Exercise data:
— BEGIN —
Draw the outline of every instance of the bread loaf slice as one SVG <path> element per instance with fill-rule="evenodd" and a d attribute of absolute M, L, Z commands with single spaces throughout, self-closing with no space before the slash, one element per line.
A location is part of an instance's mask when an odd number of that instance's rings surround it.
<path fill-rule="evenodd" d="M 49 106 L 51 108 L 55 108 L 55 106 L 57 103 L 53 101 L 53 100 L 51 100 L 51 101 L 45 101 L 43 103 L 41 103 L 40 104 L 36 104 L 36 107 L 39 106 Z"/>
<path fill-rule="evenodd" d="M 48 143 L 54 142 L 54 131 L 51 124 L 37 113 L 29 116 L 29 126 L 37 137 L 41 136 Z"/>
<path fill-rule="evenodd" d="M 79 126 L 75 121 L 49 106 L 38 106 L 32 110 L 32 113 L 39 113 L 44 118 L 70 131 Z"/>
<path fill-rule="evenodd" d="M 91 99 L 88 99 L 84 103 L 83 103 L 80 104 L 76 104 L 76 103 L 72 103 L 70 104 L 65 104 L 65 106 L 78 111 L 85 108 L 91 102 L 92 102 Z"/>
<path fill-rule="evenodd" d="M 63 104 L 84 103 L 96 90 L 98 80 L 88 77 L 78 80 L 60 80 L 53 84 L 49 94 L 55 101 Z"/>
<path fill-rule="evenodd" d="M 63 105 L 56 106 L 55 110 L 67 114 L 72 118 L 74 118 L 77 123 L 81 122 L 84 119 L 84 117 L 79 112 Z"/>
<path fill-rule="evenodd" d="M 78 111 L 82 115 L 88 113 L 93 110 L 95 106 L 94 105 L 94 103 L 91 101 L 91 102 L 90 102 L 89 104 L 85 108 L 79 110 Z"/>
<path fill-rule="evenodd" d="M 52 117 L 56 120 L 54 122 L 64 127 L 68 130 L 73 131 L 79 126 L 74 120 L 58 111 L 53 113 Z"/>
— END —
The request: Copy every line of the records above without any changes.

Correct answer:
Draw the outline of every instance of the bread loaf slice as one SVG <path> element per instance with fill-rule="evenodd" and a d attribute of absolute M, L, Z commands with single spaces throughout, self-closing with no space before the slash, one element per line.
A location is part of an instance's mask when an odd number of that instance's rings surround it.
<path fill-rule="evenodd" d="M 49 106 L 51 108 L 55 108 L 55 106 L 57 103 L 53 101 L 53 100 L 51 100 L 51 101 L 45 101 L 43 103 L 41 103 L 40 104 L 36 104 L 36 107 L 39 106 Z"/>
<path fill-rule="evenodd" d="M 48 143 L 54 142 L 54 131 L 51 124 L 37 113 L 29 116 L 29 126 L 37 137 L 41 136 Z"/>
<path fill-rule="evenodd" d="M 79 126 L 75 121 L 49 106 L 38 106 L 32 110 L 32 113 L 39 113 L 44 118 L 70 131 Z"/>
<path fill-rule="evenodd" d="M 91 99 L 88 99 L 84 103 L 83 103 L 80 104 L 76 104 L 76 103 L 72 103 L 70 104 L 65 104 L 65 106 L 78 111 L 85 108 L 91 102 L 92 102 Z"/>
<path fill-rule="evenodd" d="M 63 104 L 84 103 L 96 90 L 98 80 L 88 77 L 78 80 L 60 80 L 53 84 L 49 94 L 55 101 Z"/>
<path fill-rule="evenodd" d="M 63 105 L 56 106 L 55 110 L 67 114 L 72 118 L 74 118 L 77 123 L 81 122 L 84 119 L 84 117 L 79 112 Z"/>
<path fill-rule="evenodd" d="M 78 111 L 82 115 L 88 113 L 93 110 L 95 106 L 94 105 L 94 103 L 91 101 L 91 102 L 90 102 L 89 104 L 85 108 L 79 110 Z"/>
<path fill-rule="evenodd" d="M 52 117 L 56 120 L 54 122 L 64 127 L 68 130 L 73 131 L 79 126 L 74 120 L 58 111 L 53 113 Z"/>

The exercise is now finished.